How to complete this task:
Retype, word for word, the stretch of the forum thread about document parsing from "[2] https://github.com/d0rianb/rtf-parser" through "UI not you.".

Reading passage:
Super cool. Working on a local AI tool specifically for document workflow automation (where context = screen/web/folders/files), and this could come in super useful. I do most of the PDF/DOCX/etc. parsing natively in Rust, but having a nice way to see the output without spinning up Word or Powerpoint is a huge leap.

Thanks for releasing publicly.

nice - did you write a custom parser for PDF/DOCX? we wrote one for XLSX after running into event loop issues with sheet JS

Using lopdf[1] for PDF parsing, rtf-parser[2] for RTF, calamine[3] for XLSX, and I'm sure you know that DOCX/PPTX/etc. is basically just a zip file of XML + text. The LLM cares about textual data (which just gets moderately cleaned up post-extraction), so I (thankfully) didn't have to deal with rendering. But showing a preview or end-result to a user would be a huge plus, so I can see myself using your library.

[1] https://github.com/J-F-Liu/lopdf

[2] https://github.com/d0rianb/rtf-parser

[3] https://github.com/tafia/calamine

What about rendering? That's the hard part.

we built a library @extend-ai/react-xlsx on top of it that renders the parsed contents onto a canvas

testing was mostly manual with a test corpus we generated. its not perfect but its pretty close for most files we've seen

For me, rendering was just a nice-to-have.

Sorry I meant to ask the author of Extend UI not you.

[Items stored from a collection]
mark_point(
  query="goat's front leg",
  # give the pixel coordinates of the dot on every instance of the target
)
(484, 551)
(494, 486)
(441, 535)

Response:
[2] https://github.com/d0rianb/rtf-parser

[3] https://github.com/tafia/calamine

What about rendering? That's the hard part.

we built a library @extend-ai/react-xlsx on top of it that renders the parsed contents onto a canvas

testing was mostly manual with a test corpus we generated. its not perfect but its pretty close for most files we've seen

For me, rendering was just a nice-to-have.

Sorry I meant to ask the author of Extend UI not you.